■ Consignes
1: Répondez à ces questions d'après l'extrait sur les traités de Plotin :
(a) Selon l'extrait, qu'est-ce qui a conduit Plotin à l'essai philosophique ?
(b) Quels traités forment le regroupement intitulé « Sur les genres de l'être » ?
(c) Quelle étendue l'extrait donne-t-il au cycle antignostique ?
2: Prolongez l'extrait sur les traités de Plotin à partir de sa dernière phrase.

■ Extrait
————————

L’on réalise ainsi que la taille même des traités est révélatrice du bouleversement des idées provoqué par la montée en force de la gnose. L’époque des diatribes va progressivement céder le pas à celle des synthèses plus ambitieuses. C’est donc le combat théorique qui a conduit Plotin à l’essai philosophique. Il faut désormais non plus simplement exposer et séduire, mais expliquer en détail, forcer l’adhésion par l’exhaustivité et la systématicité de l’argumentation, colmater toutes les brèches et se porter soi-même à l’attaque comme en 33. Aussi ne nous est-il pas loisible de conclure avec Bréhier que, « par la loi du genre qu’il a choisi, Plotin ignore l’art de développer systématiquement une doctrine […] ; on y cherchera vainement, poursuivait-il, le développement graduel d’une doctrine selon un plan arrêté et voulu d’avance[28] ». Le jugement de Bréhier peut se comprendre pour les traités de la première période scripturaire de Plotin, mais ne correspond pas au régime de la seconde, où l’on voit se déployer sur plusieurs traités une démonstration unique bien orchestrée. C’est le cas, estimons-nous, non seulement du cycle antignostique allant de 27 à 33 et au-delà, mais aussi, nous ne nous y sommes pas arrêtés en détail ici, du regroupement stratégique des traités 42-44 Sur les genres de l’être, épisode anti-aristotélicien et subsidiairement antistoïcien qui fait immédiatement suite à la longue polémique gnostique.

————————

■ Données enregistrées
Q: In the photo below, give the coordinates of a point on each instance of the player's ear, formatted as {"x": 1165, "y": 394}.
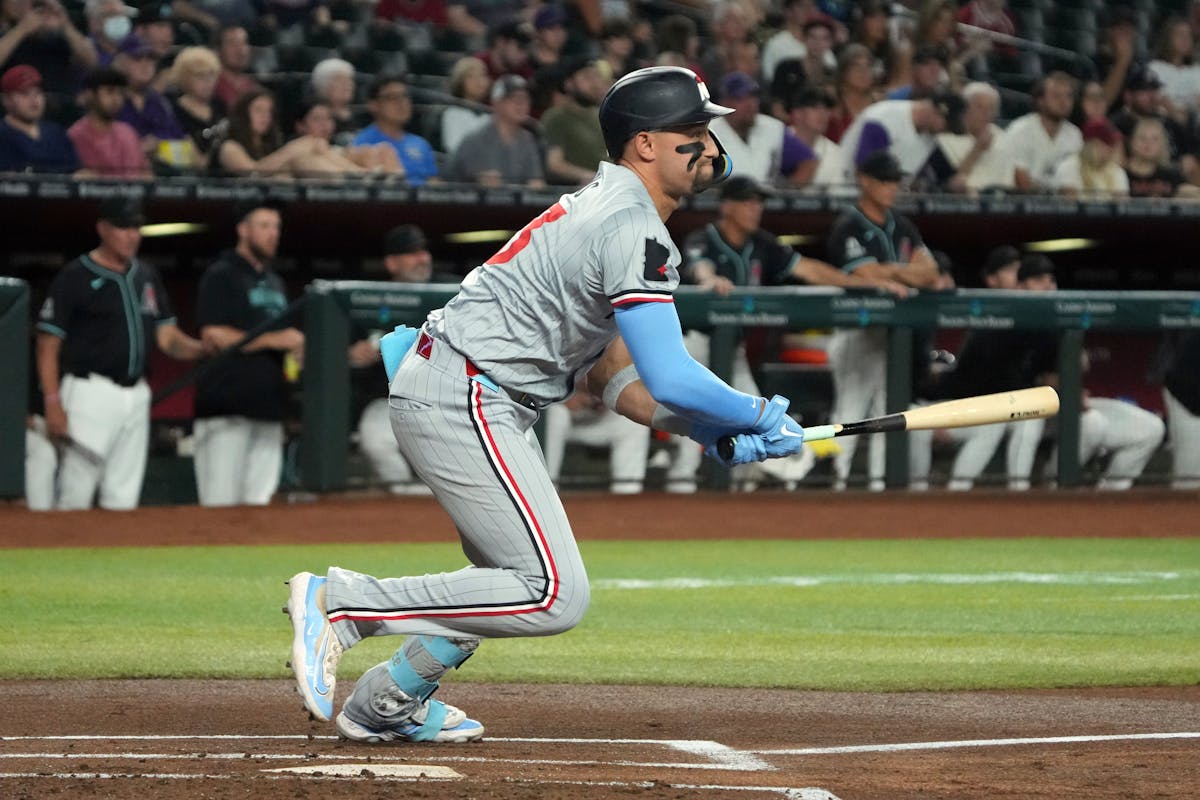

————————

■ Réponses
1:
(a) Le combat théorique.
(b) Les traités 42 à 44.
(c) Il va du traité 27 au traité 33 et au-delà.

2:
On tend à perdre de vue la rapidité avec laquelle tous les événements de cette seconde période se sont déroulés, et à quel point cette époque est celle d’un bouleversement profond dans la vie de l’« École ». Qu’on y songe un instant. À l’intérieur de six années, le cercle plotinien sera le théâtre d’une dizaine de polémiques plus ou moins vives et d’amplitudes variables. En effet, quand il arrive à Rome en 263 — il quittera en 268 —, Porphyre n’est nullement préparé à entendre ce qui s’y enseigne et résiste vivement à certaines thèses maîtresses du plotinisme. Or cette première controverse est suivie de plusieurs autres. En voici une liste :

  1. Polémique (VP 18, 10-19) de Porphyre contre Amélius et Plotin sur la question de savoir si les intelligibles subsistent ou non hors de l’intellect comme le maintenait Porphyre.

  2. Polémique de Longin contre à la fois Plotin, Amélius et Porphyre désormais rangé du côté de l’« École de Rome », sur le statut à nouveau de la place des intelligibles dans ou hors de l’intellect, et sur d’autres doctrines litigieuses (VP 20, 89-97).

  3. Polémique de Longin contre Plotin et Amélius (VP 20, 14-15) dans un écrit intitulé : De Longin, contre Plotin et Gentilanus Amélius, Sur la fin.

  4. Polémique de Longin contre Amélius sur le problème de la justice selon Platon (VP 20, 87-89).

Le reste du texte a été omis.